Excerpts from point annotation data:
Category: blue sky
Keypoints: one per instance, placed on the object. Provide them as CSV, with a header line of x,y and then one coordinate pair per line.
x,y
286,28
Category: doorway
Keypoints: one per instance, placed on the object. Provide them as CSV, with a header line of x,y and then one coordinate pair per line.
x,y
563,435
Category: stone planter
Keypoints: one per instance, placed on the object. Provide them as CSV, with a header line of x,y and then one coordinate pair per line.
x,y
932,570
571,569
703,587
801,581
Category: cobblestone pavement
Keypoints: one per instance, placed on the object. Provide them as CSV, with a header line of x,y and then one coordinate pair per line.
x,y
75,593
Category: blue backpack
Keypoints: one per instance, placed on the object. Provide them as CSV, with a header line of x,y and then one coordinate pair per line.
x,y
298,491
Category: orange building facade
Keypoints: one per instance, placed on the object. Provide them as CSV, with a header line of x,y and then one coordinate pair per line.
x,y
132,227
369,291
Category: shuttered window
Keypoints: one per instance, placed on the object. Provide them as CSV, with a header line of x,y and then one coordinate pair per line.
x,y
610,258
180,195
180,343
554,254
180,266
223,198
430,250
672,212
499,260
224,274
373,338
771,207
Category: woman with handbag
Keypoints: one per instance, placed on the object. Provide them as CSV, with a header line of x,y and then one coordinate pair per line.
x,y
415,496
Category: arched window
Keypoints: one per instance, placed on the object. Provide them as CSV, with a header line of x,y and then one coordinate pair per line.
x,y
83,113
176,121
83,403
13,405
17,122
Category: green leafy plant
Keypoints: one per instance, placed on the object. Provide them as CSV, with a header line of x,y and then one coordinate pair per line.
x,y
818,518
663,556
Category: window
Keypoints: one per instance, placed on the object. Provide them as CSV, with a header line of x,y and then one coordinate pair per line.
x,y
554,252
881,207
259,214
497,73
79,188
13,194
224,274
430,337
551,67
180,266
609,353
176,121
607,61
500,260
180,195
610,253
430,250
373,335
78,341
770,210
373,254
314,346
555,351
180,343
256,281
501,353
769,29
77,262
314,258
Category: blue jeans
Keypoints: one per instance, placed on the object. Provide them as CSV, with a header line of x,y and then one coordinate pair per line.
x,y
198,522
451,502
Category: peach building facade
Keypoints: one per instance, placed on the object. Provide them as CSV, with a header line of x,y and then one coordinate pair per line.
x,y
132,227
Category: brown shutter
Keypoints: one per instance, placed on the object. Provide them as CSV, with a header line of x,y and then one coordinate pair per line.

● **Task details**:
Quote every line from the line containing "Category: shuttered window" through the closing line of the listing, including both.

● **Finished answer**:
Category: shuttered window
Keypoints: one per instance, placed on the object. Provide them as CSV, with a header line of x,y and then one coordinate pair per line.
x,y
610,258
180,195
180,343
554,254
180,266
223,198
430,250
672,212
499,260
224,274
373,338
771,207
Category: woman with handbag
Keypoints: one per instance, placed on the object. Provide them as CSV, with a header line of x,y and then one coordinate pair per line.
x,y
415,496
Category: arched window
Keypoints: one per instance, placed on the object. Provide them as CSV, with a header line of x,y and then one coordinate pair per line.
x,y
83,113
176,121
83,403
13,405
17,122
Category: green leafy plant
Keypoints: one per instance, placed on the object. Provide them as CSV, with a header line of x,y and then one coordinate pair per line.
x,y
818,518
663,556
Category: window
Keypoints: one per instance, placed on the object. Provide them as CSV, with a header line of x,y and then one coordinate pair per line.
x,y
554,252
881,207
259,214
497,73
79,188
13,194
224,274
430,337
551,67
180,266
609,353
176,121
607,61
500,260
180,195
610,253
430,250
373,335
78,341
770,210
373,254
314,346
555,351
180,343
256,281
501,353
769,29
77,262
314,258
Category: blue jeans
Keypoints: one per instance, placed on the object. Provide them as CSV, with a header line of x,y and then one coordinate pair per line.
x,y
198,522
451,502
Category: peach building facade
Keypoints: one per instance, placed on the object. Provide them as CSV, with a header line of x,y and then one coordinate pair per line.
x,y
132,227
Category: brown shutter
Keypoints: one per instance, placed on the object. Provide them as CSV, with a header line of x,y and then one coordinate pair per line.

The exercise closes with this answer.